When starting up a new business, one of the first unspoken challenges you are to face is managing your new business’ finances. The tedious administrative task of managing business’ cash flow and making financial decisions accordingly takes a good amount of time and energy. As most entrepreneurs usually start out of passion for the product rather than operations behind it, such procedures sometimes cause loss of focus for execution and customers. Possibly not as annoying in the beginning, as the company grows, however, each client and employee adds to the books, leaving owners often overwhelmed and despondent.
Optimizing accounting processes for your small or medium enterprise (SME), could grant you more time to focus on your innovation and competitiveness of your offering, as well as reduce the amount of time, expenditure, and other resources they consume on a regular basis.
The magic pill is, as in anything related to numbers these days, comes from fintech. New fintech solutions help manage and monitor payments, cash flow and profits and prevent businesses from damaging their credit score, and even running into financial troubles. Some of them also give smart AI predictions based on your financial data.

What to work on =
a) In the text on managing small business finances, what do fintech solutions help keep businesses from damaging?
b) Reproduce everything in the entries word for word, from their very first line down to and including the line containing "pixel 140 179".

Working data =
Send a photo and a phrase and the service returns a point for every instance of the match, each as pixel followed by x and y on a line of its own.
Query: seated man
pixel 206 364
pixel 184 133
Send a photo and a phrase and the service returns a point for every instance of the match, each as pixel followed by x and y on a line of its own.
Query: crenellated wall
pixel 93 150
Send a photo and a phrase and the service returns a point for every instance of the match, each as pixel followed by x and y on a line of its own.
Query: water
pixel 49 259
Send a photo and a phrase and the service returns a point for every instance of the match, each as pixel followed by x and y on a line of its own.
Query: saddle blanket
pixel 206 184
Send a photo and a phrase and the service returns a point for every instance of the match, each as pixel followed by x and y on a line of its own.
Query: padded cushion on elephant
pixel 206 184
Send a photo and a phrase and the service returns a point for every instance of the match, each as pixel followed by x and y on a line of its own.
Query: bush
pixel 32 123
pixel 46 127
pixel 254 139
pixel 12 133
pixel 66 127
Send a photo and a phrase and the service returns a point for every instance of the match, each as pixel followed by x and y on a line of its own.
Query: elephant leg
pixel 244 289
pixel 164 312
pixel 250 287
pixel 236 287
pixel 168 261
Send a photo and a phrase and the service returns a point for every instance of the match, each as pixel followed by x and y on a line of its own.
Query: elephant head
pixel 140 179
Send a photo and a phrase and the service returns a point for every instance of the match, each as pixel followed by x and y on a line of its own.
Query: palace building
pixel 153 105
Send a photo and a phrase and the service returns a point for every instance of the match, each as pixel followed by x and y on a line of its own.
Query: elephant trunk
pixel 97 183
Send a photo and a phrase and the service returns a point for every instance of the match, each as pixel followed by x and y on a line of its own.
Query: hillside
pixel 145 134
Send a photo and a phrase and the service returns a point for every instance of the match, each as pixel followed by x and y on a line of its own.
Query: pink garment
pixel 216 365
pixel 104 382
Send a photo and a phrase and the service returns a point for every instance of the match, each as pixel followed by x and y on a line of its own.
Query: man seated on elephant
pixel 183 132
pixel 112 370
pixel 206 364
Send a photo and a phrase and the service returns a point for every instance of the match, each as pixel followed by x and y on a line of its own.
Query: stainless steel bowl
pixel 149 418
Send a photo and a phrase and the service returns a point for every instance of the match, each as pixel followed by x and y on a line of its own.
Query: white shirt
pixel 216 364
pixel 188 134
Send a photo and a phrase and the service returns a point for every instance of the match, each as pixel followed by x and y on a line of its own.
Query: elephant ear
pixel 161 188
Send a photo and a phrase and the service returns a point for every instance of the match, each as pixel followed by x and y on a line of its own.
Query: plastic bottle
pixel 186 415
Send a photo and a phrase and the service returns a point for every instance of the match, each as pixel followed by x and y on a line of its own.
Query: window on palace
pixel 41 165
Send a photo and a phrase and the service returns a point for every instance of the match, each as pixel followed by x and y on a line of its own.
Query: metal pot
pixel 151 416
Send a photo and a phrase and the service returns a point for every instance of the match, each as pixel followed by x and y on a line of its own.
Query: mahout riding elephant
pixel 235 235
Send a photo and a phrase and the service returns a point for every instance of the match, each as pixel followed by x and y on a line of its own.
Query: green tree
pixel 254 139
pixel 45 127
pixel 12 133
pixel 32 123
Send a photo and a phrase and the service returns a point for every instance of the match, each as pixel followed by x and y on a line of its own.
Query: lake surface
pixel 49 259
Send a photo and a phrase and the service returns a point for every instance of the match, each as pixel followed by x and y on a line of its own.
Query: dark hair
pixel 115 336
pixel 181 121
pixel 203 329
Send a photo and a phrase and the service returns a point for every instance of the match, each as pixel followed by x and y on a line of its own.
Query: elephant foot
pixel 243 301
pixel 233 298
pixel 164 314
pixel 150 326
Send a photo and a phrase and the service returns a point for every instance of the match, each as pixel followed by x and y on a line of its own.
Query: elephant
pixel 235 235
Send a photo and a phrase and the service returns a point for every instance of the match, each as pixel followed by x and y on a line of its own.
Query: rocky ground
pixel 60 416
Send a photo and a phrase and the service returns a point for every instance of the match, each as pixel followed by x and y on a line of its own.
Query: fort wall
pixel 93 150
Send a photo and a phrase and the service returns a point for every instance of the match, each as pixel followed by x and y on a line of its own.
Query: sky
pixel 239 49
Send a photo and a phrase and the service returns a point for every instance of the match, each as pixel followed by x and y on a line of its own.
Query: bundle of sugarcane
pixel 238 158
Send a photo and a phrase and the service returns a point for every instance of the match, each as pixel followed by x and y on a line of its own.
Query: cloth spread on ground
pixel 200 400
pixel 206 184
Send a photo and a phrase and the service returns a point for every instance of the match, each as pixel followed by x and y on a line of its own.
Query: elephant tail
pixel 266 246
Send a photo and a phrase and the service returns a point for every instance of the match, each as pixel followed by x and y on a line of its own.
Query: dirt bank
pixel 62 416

Answers for the tasks =
a) Their credit score.

b)
Send a photo and a phrase and the service returns a point for every instance of the match, each as pixel followed by x and y on a line of its own.
Query: seated man
pixel 206 364
pixel 184 133
Send a photo and a phrase and the service returns a point for every instance of the match, each as pixel followed by x and y on a line of its own.
Query: crenellated wall
pixel 93 150
Send a photo and a phrase and the service returns a point for every instance of the match, each as pixel followed by x and y on a line of its own.
Query: water
pixel 49 259
Send a photo and a phrase and the service returns a point for every instance of the match, each as pixel followed by x and y on a line of its own.
Query: saddle blanket
pixel 206 184
Send a photo and a phrase and the service returns a point for every instance of the match, each as pixel followed by x and y on a line of its own.
Query: padded cushion on elephant
pixel 206 184
Send a photo and a phrase and the service returns a point for every instance of the match, each as pixel followed by x and y on a line of its own.
Query: bush
pixel 32 123
pixel 46 127
pixel 254 139
pixel 12 133
pixel 66 127
Send a photo and a phrase and the service returns a point for every instance of the match, each as pixel followed by x and y on a line of its own.
Query: elephant leg
pixel 244 289
pixel 164 312
pixel 250 287
pixel 236 287
pixel 168 261
Send a photo and a phrase and the service returns a point for every instance of the match, each as pixel followed by x and y on a line of its own.
Query: elephant head
pixel 140 179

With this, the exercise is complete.